Text section START

Artsy holiday gift guide spectacular!

Our somewhat local, all amazing holiday wish list

DO



FANCY
Georgia Aquarium Annual Imagination Pass (Adult: $62.95)
If you want free reign over 10 million gallons of water per year, the City of Atlanta is gonna charge you more than $62.95. But at the Georgia Aquarium it gets you 365 days of maritime magic to wander through the 100-foot-long Ocean Voyager tunnel and gaze at the whale sharks through the 4,574-square-foot viewing window. Plus, you can keep an eye on 17-year-old beluga whale Maris, who’s preggers and due this spring. Friends of members get 10 percent off.
— Debbie Michaud


FUN
Plaza Theatre Foundation Membership ($45-$2,500)
We won’t be greedy and ask for the $2,500 “Mogul” membership, even though a private screening of Easy Rider with 300 of our closest friends dressed in fringed leather would be AMAZING. As would the free T-shirt, unlimited movies, and seeing our name on the star wall. ($2,100 is tax deductible ...). The $45 tax-deductible membership will do us just fine, too. You still get a T-shirt and help support the cinematic nonprofit.

Text section END
Given entries START

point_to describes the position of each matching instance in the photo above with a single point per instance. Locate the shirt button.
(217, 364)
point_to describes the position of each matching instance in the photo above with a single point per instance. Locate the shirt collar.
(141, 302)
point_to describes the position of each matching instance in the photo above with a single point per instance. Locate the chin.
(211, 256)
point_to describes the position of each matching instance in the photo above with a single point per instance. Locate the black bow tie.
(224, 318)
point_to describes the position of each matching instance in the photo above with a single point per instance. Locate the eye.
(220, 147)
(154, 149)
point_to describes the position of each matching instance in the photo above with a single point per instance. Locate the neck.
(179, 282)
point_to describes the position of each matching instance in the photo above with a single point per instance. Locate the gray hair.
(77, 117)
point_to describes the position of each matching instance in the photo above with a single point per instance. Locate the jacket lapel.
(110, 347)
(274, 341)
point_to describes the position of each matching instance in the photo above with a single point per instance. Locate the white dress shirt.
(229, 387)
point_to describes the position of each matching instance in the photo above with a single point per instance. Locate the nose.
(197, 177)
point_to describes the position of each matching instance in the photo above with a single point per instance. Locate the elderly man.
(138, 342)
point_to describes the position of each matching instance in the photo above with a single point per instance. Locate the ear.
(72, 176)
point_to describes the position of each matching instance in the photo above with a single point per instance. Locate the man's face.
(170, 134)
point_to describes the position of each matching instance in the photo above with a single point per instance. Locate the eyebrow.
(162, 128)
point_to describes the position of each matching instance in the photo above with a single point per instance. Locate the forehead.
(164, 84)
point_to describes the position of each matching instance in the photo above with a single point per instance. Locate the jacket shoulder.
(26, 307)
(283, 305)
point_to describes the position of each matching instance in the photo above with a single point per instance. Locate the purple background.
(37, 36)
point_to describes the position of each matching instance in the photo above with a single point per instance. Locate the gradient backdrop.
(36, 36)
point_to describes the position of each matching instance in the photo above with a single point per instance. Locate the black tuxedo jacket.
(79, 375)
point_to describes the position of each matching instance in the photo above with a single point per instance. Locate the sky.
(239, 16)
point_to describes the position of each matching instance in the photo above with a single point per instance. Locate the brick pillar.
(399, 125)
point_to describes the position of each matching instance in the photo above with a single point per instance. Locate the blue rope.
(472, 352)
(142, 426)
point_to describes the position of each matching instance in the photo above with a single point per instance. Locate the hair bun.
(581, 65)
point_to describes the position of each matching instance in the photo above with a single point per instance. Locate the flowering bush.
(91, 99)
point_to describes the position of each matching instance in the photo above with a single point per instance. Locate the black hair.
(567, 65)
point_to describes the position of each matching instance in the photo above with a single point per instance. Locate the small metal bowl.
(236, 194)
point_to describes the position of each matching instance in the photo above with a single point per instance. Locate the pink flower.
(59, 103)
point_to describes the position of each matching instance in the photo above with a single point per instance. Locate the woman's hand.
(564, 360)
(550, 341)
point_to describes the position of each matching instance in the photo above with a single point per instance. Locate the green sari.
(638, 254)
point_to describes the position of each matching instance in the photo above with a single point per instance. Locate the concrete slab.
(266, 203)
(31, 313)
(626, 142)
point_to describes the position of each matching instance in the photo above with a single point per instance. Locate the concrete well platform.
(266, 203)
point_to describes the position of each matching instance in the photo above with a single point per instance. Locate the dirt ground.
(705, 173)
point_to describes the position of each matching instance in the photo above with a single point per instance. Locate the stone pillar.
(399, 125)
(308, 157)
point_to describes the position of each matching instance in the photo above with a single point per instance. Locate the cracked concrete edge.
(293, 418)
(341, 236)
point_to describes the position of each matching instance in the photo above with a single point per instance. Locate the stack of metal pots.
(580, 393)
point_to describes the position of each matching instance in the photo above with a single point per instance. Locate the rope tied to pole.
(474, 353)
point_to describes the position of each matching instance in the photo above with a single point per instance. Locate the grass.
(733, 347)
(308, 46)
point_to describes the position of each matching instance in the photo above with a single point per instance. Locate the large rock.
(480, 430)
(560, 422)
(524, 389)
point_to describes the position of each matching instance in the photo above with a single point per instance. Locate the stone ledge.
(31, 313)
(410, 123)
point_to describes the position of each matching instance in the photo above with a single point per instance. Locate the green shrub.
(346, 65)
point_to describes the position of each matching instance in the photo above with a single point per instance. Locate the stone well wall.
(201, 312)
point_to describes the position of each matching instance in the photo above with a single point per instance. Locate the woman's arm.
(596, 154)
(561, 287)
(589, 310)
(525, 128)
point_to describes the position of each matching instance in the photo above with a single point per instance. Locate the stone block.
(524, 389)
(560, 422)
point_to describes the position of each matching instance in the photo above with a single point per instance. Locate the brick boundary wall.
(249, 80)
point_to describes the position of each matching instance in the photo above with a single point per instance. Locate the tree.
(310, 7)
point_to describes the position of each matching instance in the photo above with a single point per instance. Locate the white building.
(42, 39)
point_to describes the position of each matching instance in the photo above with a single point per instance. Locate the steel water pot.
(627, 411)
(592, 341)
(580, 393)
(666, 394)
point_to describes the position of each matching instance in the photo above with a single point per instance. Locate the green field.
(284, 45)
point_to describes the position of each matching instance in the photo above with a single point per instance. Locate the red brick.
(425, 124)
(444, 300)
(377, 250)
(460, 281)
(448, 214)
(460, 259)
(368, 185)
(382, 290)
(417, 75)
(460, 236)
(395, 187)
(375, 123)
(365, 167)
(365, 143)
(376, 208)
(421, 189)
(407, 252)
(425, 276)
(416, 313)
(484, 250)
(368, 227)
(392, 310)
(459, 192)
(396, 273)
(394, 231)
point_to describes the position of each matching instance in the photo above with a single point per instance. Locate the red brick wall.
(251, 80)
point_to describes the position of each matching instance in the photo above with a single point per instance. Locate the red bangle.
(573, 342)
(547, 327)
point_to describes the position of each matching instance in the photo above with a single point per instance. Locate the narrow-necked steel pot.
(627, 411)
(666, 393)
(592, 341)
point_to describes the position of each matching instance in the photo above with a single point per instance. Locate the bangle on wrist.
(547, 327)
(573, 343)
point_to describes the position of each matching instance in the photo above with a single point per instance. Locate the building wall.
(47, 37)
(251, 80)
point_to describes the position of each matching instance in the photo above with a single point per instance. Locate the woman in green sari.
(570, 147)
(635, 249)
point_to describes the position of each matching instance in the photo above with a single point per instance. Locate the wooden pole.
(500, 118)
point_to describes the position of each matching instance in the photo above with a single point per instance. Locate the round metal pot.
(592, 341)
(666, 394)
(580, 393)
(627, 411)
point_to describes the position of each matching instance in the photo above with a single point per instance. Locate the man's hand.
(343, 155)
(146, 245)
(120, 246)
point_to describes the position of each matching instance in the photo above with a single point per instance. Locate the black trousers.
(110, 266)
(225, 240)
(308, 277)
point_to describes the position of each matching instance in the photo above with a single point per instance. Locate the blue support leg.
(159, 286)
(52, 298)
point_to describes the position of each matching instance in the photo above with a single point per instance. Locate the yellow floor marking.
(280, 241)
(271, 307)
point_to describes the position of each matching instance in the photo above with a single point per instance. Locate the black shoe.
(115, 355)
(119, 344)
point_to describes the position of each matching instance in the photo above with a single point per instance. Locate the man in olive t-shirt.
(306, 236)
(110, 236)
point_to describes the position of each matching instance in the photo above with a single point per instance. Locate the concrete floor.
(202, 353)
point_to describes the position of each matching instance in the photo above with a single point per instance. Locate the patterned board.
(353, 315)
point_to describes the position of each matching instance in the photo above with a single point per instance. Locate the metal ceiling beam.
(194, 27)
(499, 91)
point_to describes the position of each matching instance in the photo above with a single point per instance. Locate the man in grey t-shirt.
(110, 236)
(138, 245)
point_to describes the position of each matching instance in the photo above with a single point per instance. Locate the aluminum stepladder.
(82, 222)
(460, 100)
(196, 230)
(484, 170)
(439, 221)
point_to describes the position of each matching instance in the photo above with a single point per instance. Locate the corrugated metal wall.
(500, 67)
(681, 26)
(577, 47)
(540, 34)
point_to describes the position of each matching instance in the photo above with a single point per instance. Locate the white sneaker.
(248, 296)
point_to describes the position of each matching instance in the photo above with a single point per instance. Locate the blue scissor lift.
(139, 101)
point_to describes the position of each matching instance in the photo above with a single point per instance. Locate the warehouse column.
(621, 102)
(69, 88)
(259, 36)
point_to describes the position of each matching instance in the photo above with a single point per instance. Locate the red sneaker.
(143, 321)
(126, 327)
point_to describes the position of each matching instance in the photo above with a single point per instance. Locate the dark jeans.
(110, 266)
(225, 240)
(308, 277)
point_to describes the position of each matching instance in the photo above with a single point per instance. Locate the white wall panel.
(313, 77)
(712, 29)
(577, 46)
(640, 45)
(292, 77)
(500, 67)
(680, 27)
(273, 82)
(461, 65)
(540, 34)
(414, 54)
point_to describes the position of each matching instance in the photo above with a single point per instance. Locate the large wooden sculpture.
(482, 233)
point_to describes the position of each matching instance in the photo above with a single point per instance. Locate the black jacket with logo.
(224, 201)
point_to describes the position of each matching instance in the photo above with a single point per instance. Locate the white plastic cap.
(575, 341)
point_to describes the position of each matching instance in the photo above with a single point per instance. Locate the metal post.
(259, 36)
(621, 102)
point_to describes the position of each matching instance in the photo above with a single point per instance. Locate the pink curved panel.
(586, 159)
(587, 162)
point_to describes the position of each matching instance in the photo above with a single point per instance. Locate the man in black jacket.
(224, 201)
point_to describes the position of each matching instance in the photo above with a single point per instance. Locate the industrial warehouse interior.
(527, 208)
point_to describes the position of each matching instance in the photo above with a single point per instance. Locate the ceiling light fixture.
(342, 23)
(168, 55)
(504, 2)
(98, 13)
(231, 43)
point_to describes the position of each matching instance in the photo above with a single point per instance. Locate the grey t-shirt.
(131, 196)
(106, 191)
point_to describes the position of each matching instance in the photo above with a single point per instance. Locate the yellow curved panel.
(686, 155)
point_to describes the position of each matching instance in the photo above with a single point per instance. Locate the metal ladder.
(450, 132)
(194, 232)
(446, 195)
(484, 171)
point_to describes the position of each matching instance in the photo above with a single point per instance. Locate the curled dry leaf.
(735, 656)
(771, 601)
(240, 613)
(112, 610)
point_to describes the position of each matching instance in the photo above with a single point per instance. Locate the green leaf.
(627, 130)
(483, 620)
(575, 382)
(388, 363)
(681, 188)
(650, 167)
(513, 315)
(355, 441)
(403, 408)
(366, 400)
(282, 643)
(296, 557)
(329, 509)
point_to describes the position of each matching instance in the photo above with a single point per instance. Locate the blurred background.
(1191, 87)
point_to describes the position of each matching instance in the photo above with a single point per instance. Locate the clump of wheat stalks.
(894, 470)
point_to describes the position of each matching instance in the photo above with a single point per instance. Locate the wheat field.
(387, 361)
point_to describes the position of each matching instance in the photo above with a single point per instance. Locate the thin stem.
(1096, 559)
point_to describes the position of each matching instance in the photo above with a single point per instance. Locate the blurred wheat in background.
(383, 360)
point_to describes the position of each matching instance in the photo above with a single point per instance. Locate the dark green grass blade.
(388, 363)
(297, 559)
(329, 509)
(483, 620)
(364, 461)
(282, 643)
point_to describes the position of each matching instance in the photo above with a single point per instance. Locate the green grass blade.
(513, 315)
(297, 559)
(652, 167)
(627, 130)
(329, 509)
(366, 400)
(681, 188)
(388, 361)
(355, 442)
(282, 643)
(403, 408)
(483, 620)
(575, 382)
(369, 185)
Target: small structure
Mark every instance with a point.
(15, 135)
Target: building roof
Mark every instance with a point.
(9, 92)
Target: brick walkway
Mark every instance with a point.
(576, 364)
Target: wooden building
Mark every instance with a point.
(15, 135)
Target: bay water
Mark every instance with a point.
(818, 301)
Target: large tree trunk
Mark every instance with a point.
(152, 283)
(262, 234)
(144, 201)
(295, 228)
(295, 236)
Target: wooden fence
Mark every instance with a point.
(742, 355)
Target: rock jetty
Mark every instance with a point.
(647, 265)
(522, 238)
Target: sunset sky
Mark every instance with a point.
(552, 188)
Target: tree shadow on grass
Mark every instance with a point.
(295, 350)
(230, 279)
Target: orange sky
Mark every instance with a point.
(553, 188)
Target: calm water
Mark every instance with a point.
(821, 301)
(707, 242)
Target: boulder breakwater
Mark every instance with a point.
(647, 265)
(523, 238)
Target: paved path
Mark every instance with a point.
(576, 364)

Given entries END

- _Questions on the material_:
(a) According to the holiday gift guide, what discount do friends of Georgia Aquarium members receive?
(b) Continue the holiday gift guide after its final sentence.

- _Per-task outputs_:
(a) 10 percent off

(b)
— DM

LISTEN



FANCY
Light (Neil Gaiman Presents, $24.95, 10 hours)
Renowned fantasist Neil Gaiman has launched a top-drawer series of aubiobooks to showcase some of his favorite authors as well as the audio format itself. The drawn-out pace helps the listener absorb the far-flung plot, which switches between a murderous physicist in 1999 and two characters in the year 2400. Plus, the voice of reader Julian Helfer brings out the futuristic lyricism of Harrison’s crystalline prose.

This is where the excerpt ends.